* _Tareas_
• a. Extrae del pasaje sobre el miedo al despertar el fragmento que comienza en "Como cada día" y termina en "quiere de mí.".
• b. Según el pasaje sobre el miedo al despertar, ¿qué prendas encuentra quien narra al rebuscar entre la ropa amontonada?
• c. Resume en dos oraciones el pasaje sobre el miedo al despertar.

Comienza la pantomima.

Como cada día me levanto, abro los ojos a ese nuevo amanecer que la luz clara del día me brinda y qué me encuentro: miedo. Miedo a abrir la puerta del armario y encontrarme, sí sí, encontrarme a mí y a todo lo que mi cabeza quiere de mí.

Despacito rebusco entre los mares de ropa amontonada algo que ponerme hoy: los mismos vaqueros de siempre, la misma rebeca usada, las mismas botas y la misma chaqueta de siempre. Todo me parece igual. No hay nada nuevo en este monótono día que haga despertar un ápice de mi consciencia. Todo está bien, todo está perfecto, la paranoia no ha despertado.

Vivo con miedo. Cada vez que abro los ojos y veo frente a mí la realidad urgente tengo miedo. Miedo a no reconocer lo que encuentre cuando busque al otro lado del espejo, o más bien, miedo a reconocerme en lo que hay ahí.

* _Información extraída_
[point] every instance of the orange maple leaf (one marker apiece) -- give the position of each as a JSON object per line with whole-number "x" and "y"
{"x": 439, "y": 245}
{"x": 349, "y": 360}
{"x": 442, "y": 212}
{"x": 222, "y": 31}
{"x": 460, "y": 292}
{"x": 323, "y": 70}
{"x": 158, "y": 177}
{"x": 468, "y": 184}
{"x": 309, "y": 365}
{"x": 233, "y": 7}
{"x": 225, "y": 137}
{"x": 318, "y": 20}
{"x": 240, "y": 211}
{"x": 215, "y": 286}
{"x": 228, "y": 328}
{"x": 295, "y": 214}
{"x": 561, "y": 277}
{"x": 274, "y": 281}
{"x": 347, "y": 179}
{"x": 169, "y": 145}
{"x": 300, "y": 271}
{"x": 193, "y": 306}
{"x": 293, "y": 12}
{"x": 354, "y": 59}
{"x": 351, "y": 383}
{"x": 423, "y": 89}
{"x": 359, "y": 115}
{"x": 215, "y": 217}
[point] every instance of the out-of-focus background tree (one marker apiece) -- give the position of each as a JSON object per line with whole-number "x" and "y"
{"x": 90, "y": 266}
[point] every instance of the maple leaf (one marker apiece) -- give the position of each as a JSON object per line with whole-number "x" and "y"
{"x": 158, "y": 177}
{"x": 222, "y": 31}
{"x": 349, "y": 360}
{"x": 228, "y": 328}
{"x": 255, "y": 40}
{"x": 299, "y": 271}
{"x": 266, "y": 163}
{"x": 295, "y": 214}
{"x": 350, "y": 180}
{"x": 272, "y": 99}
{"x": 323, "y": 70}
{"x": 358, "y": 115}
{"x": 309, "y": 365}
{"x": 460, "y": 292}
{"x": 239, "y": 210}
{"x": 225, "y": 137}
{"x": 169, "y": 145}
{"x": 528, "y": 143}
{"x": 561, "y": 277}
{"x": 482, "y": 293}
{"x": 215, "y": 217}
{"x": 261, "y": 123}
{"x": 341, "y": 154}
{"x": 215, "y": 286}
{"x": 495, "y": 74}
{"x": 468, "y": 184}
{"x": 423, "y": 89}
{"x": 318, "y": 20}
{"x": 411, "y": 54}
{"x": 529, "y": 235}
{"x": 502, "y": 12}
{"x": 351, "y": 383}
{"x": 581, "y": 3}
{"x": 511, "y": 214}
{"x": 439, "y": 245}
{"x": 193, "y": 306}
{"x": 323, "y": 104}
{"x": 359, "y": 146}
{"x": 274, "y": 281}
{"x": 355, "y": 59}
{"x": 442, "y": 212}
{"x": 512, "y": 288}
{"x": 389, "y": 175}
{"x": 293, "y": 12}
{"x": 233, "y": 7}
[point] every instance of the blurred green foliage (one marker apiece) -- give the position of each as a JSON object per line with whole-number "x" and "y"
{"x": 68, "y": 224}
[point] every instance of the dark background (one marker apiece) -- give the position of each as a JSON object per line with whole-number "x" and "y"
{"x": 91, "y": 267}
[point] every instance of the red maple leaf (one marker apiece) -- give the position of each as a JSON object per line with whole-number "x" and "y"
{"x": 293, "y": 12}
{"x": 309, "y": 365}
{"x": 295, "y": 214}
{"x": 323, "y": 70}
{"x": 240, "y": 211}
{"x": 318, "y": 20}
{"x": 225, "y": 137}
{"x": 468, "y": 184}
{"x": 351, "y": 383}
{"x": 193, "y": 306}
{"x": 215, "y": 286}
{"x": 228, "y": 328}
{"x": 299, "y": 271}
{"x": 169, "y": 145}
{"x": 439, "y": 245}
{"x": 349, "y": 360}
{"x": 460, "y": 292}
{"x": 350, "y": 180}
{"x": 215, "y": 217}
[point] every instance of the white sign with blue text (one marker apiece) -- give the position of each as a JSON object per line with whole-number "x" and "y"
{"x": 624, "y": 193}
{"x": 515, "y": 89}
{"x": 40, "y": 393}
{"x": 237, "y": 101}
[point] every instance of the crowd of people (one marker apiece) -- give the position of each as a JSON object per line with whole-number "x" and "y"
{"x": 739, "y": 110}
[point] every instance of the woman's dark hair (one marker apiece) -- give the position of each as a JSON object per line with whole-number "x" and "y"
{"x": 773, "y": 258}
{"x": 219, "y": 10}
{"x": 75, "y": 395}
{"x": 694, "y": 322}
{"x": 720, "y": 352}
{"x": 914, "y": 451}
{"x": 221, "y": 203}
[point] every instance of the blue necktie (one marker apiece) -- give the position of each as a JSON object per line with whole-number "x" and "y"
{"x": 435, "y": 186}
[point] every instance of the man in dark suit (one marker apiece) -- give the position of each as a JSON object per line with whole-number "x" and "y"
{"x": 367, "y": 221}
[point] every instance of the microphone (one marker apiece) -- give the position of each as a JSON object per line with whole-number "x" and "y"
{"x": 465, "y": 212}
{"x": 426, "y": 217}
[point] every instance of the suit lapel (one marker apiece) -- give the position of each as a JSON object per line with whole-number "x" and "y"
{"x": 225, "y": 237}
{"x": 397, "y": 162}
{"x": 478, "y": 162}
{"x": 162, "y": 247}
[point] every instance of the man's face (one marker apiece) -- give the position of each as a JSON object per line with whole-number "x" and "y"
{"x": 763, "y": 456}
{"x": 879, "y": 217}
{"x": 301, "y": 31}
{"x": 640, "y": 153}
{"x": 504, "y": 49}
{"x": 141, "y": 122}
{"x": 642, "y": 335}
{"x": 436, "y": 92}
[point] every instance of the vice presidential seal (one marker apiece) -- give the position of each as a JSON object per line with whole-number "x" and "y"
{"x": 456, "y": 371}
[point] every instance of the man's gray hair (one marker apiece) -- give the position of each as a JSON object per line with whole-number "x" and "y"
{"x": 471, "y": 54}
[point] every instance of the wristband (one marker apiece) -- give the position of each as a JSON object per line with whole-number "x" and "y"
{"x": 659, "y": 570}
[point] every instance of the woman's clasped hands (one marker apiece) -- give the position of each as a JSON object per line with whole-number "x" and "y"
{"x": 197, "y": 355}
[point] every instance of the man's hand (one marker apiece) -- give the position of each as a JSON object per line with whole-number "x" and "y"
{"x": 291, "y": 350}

* _Resultados por tarea_
• a.
Como cada día me levanto, abro los ojos a ese nuevo amanecer que la luz clara del día me brinda y qué me encuentro: miedo. Miedo a abrir la puerta del armario y encontrarme, sí sí, encontrarme a mí y a todo lo que mi cabeza quiere de mí.

• b. Los mismos vaqueros de siempre, la misma rebeca usada, las mismas botas y la misma chaqueta de siempre.

• c. Cada mañana, al abrir los ojos, quien narra siente miedo de abrir el armario y encontrarse consigo y con todo lo que su cabeza quiere. Entre la ropa amontonada solo halla las prendas de siempre en un día monótono, y confiesa que vive con miedo a no reconocer lo que hay al otro lado del espejo o a reconocerse en ello.